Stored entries
** begin **
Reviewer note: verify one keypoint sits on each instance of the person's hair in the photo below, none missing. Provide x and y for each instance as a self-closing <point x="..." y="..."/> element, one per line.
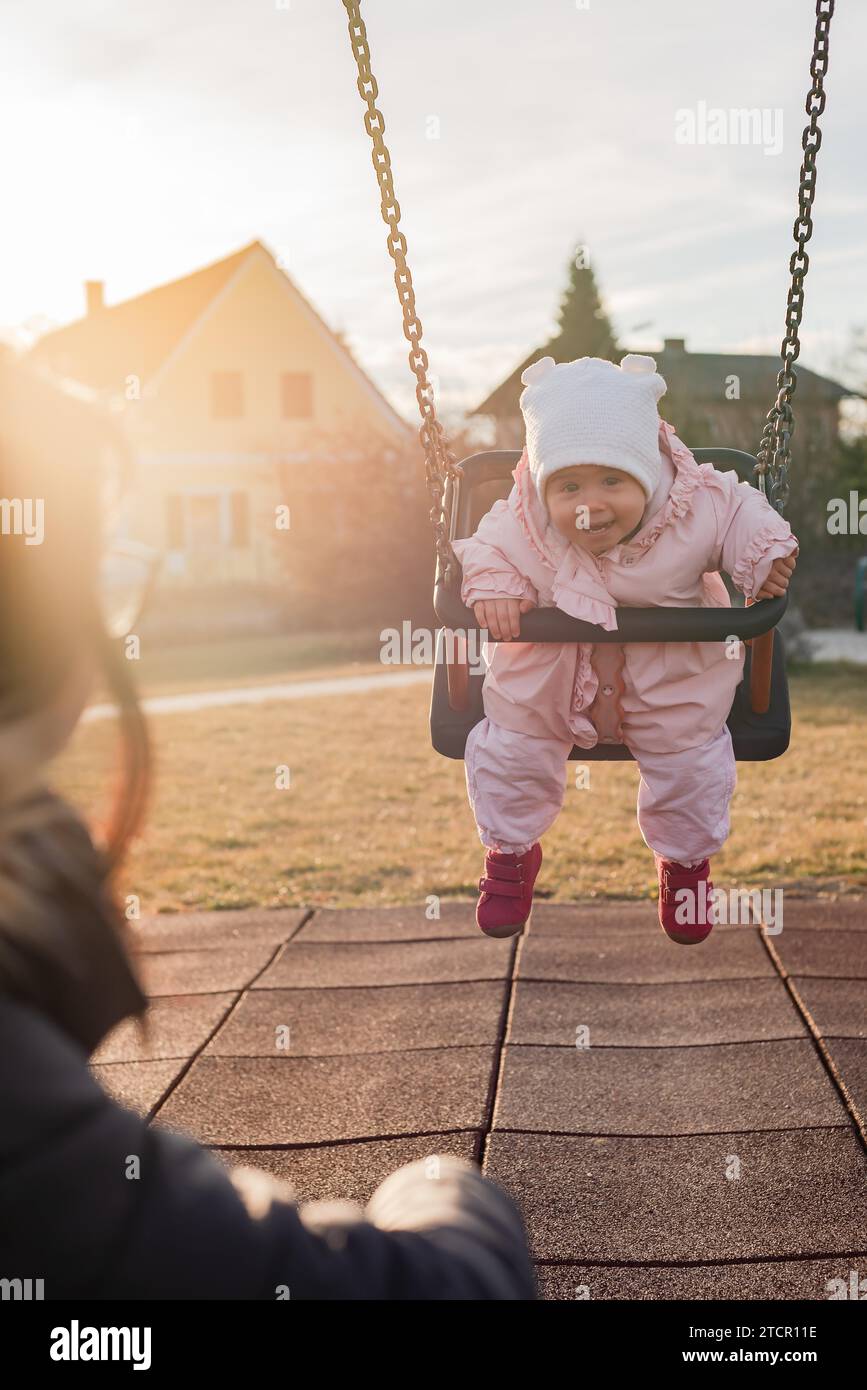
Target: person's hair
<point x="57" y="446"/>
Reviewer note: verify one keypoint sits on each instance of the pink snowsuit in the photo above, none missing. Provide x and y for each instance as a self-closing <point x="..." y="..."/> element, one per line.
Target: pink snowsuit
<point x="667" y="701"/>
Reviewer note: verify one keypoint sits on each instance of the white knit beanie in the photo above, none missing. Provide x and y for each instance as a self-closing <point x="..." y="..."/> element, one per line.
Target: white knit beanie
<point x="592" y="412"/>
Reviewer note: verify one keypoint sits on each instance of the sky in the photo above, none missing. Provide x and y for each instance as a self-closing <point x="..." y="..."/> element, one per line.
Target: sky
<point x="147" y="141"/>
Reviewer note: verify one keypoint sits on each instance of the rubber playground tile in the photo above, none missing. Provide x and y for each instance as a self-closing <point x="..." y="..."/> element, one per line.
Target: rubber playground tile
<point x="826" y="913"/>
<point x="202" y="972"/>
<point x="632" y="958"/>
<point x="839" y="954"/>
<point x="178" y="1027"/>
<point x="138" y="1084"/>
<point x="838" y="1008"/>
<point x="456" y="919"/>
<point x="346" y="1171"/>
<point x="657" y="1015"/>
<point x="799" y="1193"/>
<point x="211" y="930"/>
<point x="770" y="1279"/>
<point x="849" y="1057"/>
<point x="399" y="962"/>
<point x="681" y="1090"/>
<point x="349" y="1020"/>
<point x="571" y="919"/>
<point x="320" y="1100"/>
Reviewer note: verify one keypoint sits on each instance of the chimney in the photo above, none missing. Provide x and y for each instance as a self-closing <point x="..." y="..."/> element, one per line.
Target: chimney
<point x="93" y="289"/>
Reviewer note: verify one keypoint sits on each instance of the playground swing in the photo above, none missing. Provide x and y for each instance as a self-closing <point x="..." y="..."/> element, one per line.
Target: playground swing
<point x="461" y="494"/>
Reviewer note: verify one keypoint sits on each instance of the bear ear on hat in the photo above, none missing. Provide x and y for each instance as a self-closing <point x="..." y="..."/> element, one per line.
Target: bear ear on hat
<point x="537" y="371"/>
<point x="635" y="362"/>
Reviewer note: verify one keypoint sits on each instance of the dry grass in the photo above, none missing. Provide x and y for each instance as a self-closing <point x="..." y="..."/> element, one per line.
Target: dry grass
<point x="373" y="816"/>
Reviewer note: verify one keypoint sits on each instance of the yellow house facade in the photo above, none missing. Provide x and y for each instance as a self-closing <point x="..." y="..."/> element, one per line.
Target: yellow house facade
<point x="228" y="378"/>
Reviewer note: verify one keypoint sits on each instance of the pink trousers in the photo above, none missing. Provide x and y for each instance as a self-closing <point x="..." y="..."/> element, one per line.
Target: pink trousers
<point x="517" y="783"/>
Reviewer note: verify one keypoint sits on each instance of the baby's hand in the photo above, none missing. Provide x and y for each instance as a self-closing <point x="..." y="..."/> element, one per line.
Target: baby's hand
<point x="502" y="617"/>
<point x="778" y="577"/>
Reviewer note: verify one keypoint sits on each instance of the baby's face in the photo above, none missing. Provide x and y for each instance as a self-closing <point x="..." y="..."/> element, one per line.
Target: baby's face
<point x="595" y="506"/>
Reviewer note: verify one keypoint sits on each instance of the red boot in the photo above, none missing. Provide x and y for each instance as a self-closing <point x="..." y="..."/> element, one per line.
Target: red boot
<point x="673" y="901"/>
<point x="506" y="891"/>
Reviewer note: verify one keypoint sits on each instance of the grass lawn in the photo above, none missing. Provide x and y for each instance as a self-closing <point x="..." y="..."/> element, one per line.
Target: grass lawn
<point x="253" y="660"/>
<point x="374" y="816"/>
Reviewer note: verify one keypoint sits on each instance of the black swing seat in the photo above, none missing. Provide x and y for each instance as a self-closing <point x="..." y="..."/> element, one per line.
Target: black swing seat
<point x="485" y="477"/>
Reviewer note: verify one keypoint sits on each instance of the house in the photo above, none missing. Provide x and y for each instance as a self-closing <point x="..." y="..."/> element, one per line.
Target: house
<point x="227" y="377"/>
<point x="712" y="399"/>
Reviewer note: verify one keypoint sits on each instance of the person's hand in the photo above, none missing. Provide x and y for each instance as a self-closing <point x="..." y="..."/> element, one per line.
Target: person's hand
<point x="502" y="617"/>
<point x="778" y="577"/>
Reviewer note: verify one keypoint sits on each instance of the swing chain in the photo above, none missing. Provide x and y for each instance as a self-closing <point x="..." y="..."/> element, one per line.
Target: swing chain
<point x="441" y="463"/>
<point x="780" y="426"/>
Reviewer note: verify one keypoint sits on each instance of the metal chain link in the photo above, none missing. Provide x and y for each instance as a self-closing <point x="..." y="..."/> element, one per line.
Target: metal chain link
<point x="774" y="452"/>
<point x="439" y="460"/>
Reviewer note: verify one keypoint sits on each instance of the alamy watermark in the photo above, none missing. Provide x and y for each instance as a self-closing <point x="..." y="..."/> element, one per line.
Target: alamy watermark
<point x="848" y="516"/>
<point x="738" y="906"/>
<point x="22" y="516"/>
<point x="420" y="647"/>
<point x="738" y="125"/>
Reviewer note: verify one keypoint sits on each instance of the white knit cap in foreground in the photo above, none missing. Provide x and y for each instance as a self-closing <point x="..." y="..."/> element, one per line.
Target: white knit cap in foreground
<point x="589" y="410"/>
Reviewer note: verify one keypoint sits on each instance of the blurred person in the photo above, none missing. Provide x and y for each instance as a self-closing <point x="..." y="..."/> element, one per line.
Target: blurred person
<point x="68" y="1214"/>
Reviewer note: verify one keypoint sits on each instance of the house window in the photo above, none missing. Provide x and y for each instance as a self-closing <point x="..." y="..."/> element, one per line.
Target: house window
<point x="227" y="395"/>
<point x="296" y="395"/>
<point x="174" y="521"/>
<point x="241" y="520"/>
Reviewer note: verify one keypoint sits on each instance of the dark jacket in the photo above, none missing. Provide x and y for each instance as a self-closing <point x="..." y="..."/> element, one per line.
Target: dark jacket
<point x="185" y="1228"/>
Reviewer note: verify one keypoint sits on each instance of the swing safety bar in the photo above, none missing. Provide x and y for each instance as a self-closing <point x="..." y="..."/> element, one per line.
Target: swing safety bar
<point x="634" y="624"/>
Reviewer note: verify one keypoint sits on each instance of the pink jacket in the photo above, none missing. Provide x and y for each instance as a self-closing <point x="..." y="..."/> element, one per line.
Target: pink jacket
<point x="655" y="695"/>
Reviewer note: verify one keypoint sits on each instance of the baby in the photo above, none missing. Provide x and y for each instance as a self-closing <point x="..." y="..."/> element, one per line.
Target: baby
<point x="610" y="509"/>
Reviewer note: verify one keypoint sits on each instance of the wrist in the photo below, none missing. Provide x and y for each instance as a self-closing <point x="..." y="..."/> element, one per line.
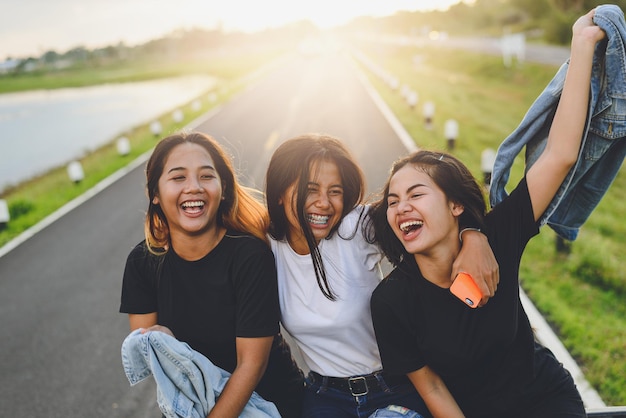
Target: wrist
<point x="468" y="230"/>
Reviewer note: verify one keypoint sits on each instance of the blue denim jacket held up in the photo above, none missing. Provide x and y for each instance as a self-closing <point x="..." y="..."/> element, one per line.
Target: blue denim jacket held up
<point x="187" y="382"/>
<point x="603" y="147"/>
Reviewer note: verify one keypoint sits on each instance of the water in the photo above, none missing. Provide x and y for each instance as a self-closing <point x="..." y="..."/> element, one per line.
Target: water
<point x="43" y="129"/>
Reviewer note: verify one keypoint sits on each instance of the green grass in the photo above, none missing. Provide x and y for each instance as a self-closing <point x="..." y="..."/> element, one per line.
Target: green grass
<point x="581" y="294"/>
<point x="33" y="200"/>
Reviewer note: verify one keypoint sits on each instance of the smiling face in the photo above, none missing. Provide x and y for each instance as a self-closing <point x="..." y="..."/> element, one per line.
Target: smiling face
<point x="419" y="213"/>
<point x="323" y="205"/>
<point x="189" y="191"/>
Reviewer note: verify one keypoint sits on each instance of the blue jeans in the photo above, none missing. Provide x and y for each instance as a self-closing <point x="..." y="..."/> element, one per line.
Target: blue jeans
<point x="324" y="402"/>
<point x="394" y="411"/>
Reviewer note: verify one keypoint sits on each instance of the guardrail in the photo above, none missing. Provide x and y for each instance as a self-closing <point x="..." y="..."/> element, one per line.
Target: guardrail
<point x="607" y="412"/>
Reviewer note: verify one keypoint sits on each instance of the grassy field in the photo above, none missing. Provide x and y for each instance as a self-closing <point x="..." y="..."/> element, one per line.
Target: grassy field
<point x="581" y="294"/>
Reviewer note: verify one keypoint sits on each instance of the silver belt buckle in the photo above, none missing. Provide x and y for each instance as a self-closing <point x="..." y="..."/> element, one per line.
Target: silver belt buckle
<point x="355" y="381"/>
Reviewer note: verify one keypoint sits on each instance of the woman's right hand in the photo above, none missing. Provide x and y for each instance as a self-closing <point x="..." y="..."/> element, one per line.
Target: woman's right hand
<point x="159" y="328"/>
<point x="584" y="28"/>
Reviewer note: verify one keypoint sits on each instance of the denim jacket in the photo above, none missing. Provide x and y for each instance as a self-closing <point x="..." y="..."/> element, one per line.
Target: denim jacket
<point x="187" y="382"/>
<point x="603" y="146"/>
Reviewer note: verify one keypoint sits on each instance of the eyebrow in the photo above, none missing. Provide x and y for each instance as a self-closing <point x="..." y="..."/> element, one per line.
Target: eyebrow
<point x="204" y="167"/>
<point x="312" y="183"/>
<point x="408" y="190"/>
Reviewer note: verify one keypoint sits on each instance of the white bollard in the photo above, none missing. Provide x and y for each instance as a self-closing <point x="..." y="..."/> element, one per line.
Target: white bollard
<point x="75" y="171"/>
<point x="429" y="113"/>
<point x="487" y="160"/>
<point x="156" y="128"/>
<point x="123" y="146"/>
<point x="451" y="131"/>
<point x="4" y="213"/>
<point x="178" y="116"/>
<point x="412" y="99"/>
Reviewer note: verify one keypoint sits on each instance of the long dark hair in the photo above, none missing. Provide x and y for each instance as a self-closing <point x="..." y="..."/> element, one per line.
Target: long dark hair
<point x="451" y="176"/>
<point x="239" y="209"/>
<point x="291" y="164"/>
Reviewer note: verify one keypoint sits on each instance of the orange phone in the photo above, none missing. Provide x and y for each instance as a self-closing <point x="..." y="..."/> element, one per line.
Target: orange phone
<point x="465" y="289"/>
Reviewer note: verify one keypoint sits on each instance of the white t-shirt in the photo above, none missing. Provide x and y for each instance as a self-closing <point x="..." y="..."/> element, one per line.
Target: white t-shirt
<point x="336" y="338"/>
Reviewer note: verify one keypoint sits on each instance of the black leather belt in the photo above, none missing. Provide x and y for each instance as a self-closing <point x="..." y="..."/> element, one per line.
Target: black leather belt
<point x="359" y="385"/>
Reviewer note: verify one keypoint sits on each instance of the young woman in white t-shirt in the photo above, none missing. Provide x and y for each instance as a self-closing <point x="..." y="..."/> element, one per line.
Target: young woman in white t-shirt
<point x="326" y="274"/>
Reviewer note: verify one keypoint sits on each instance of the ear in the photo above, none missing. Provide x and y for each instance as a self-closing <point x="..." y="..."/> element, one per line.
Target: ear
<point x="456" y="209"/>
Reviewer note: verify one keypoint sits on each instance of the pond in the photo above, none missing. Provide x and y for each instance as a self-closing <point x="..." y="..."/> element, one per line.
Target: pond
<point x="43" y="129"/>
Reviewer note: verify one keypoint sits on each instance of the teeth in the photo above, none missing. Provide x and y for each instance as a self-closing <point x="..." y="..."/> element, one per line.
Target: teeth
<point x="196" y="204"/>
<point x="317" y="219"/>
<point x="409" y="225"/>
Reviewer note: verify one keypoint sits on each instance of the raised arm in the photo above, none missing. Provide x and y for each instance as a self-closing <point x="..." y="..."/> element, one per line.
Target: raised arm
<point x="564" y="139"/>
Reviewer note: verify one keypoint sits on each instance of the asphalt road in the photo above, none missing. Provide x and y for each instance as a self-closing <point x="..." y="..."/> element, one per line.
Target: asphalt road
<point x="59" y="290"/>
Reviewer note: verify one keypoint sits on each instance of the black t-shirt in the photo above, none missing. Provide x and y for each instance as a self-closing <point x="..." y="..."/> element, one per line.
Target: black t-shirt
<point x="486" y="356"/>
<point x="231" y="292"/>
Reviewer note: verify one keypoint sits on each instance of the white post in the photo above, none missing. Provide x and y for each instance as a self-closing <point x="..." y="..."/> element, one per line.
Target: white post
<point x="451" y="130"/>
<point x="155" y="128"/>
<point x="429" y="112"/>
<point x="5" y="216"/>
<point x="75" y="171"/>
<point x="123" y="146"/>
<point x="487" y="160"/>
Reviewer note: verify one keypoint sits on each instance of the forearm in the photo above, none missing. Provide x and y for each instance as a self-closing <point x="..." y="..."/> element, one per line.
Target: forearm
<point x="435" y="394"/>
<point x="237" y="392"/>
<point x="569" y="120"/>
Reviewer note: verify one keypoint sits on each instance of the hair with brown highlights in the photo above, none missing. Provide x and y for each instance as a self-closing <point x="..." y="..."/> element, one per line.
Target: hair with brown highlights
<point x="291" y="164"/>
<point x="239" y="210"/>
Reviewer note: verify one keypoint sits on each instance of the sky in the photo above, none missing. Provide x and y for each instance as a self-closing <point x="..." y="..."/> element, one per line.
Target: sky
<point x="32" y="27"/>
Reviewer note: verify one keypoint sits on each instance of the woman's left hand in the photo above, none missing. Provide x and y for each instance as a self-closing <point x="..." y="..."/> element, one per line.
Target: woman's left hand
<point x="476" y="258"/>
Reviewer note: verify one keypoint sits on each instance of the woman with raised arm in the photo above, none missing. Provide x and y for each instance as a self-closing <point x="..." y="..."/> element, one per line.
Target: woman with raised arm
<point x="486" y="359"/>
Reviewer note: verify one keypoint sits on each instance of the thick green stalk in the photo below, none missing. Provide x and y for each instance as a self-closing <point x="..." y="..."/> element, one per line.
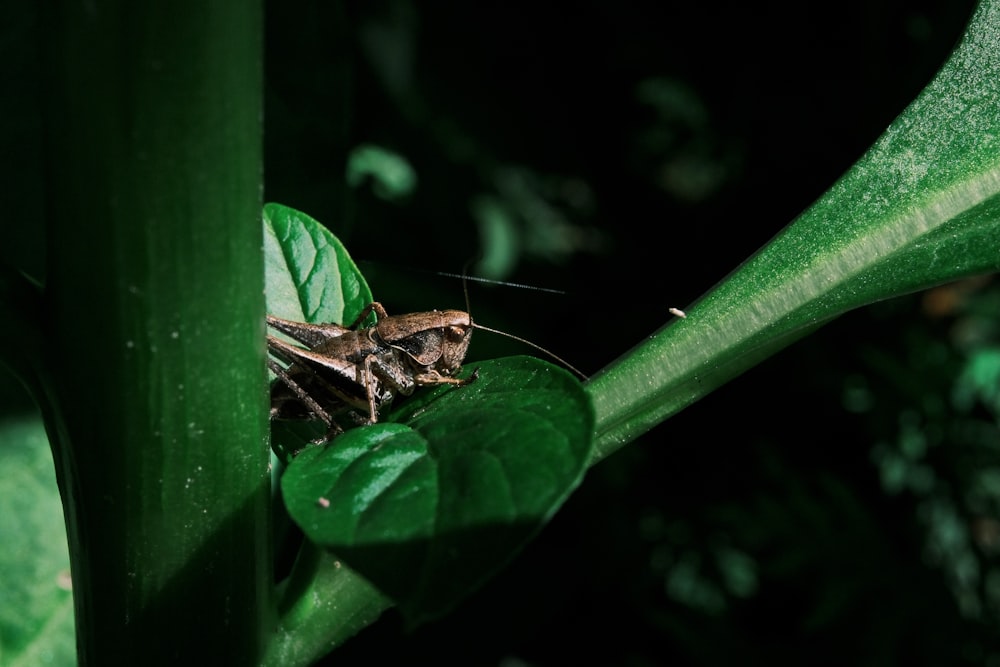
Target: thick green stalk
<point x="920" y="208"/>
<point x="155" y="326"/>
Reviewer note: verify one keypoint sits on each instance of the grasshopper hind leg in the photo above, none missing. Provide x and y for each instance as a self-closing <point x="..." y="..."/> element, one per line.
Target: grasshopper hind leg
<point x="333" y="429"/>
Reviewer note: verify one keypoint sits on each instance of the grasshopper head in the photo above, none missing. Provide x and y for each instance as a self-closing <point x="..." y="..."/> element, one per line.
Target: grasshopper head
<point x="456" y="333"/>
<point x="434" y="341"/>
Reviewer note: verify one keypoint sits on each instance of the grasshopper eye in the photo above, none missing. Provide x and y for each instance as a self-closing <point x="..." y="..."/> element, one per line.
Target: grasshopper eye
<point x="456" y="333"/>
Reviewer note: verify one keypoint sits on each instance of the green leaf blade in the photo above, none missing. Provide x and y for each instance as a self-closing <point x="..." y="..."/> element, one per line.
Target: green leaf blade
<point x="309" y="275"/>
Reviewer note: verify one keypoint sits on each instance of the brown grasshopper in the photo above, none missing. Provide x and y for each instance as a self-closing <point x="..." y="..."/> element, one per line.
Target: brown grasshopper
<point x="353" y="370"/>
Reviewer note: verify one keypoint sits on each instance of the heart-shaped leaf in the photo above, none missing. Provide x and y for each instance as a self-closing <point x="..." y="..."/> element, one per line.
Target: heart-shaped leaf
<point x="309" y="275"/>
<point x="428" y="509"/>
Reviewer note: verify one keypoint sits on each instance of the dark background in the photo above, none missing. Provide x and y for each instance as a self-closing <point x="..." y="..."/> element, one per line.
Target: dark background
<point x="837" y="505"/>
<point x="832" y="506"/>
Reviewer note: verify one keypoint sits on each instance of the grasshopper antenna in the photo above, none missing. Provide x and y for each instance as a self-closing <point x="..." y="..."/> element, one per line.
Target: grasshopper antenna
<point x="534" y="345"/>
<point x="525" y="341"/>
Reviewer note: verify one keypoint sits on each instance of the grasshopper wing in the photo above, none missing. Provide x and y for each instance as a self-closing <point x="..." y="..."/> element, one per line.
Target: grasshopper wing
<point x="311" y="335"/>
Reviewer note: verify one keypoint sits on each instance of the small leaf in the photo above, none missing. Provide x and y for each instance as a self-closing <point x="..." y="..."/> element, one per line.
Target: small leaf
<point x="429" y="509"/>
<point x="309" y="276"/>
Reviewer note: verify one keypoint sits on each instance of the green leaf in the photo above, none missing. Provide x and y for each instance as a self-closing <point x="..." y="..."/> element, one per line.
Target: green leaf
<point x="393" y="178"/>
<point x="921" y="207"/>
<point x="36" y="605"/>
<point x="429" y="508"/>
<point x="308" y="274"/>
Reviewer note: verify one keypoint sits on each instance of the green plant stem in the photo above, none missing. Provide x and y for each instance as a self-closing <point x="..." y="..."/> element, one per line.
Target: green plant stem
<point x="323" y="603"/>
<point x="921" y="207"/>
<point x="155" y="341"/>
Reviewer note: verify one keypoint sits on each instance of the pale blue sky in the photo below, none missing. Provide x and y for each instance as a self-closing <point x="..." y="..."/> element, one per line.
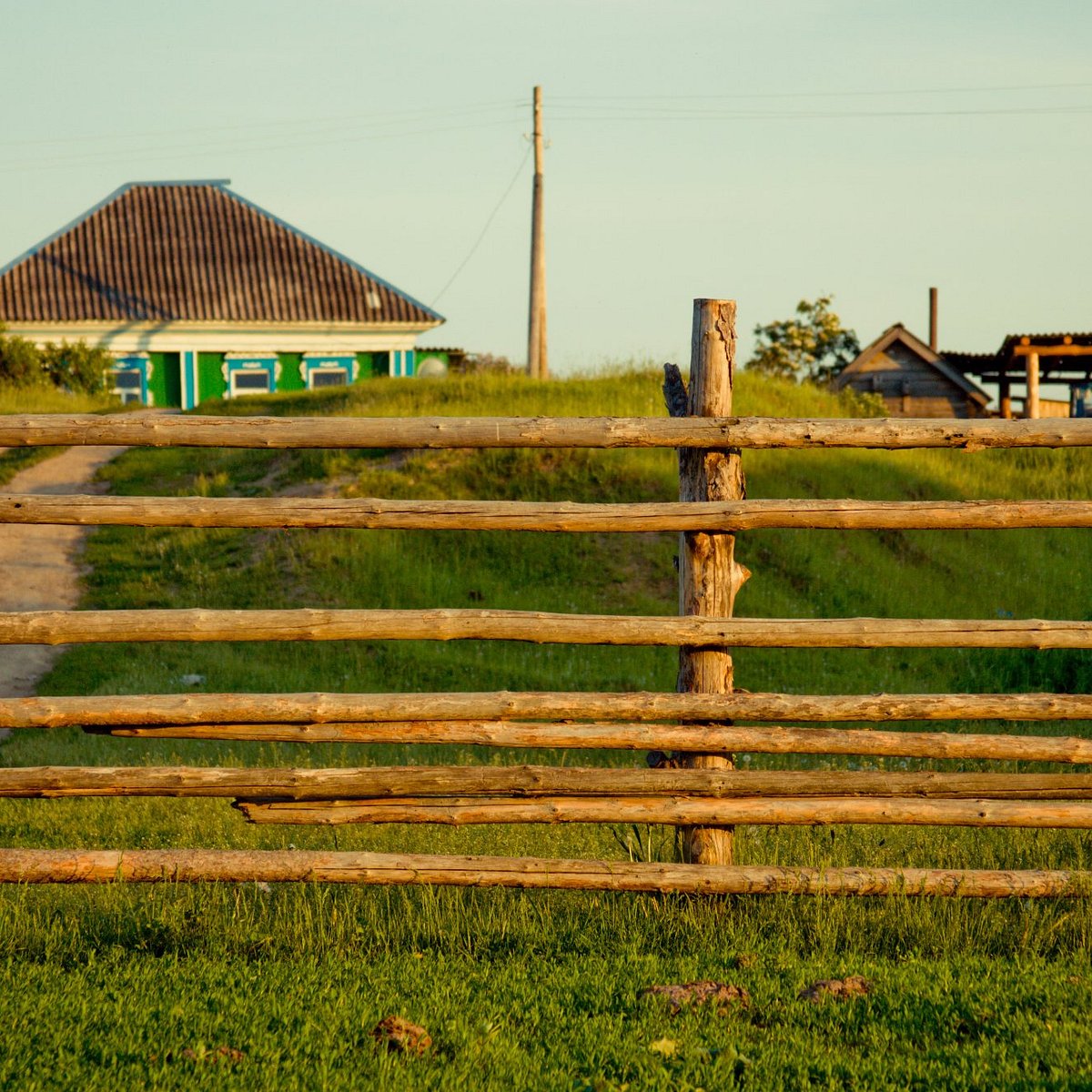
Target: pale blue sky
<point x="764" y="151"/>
** end **
• [WHAT NEEDS TO BE DONE]:
Please extract, word for word, the lines of the listing from the one containing "the grasshopper wing" through the end of the listing, both ends included. Leave the pictures out of your answer.

• [ANSWER FOR THIS EXERCISE]:
Reviewer note: verify one keypoint sits on each instance of the grasshopper wing in the photo above, none missing. Provide x and y for each instance as a self-closing <point x="..." y="..."/> element, one per line.
Target: grasshopper wing
<point x="311" y="335"/>
Reviewer note: verify one keypoint sits on each instance of the small leaf in the photo above, none missing. Provide x and y for each instance as a self-closing <point x="..." y="..."/> element, one per line.
Target: small leaf
<point x="429" y="509"/>
<point x="309" y="276"/>
Reviewer note: verify one keypoint sits on each instance of the green leaf in the photo above, none missing. Provide x and y for each instance as a self-closing <point x="..." y="..."/> element, one per line.
Target: green leaf
<point x="393" y="178"/>
<point x="921" y="207"/>
<point x="36" y="605"/>
<point x="429" y="508"/>
<point x="308" y="274"/>
Reviewer note: verify one keypoint sits on each instance of the green plant stem in the photo above, none missing. Provide x and y for each instance as a self-closing <point x="..." y="..."/> element, one per line.
Target: green plant stem
<point x="323" y="603"/>
<point x="921" y="207"/>
<point x="155" y="341"/>
Reviewer note: verify one keypoint sits on each instance of the pale blue sky in the photo below, none missing. Provide x and y for each instance as a self-closing <point x="..." y="..."/> element, one per line.
Target: pale blue sky
<point x="764" y="151"/>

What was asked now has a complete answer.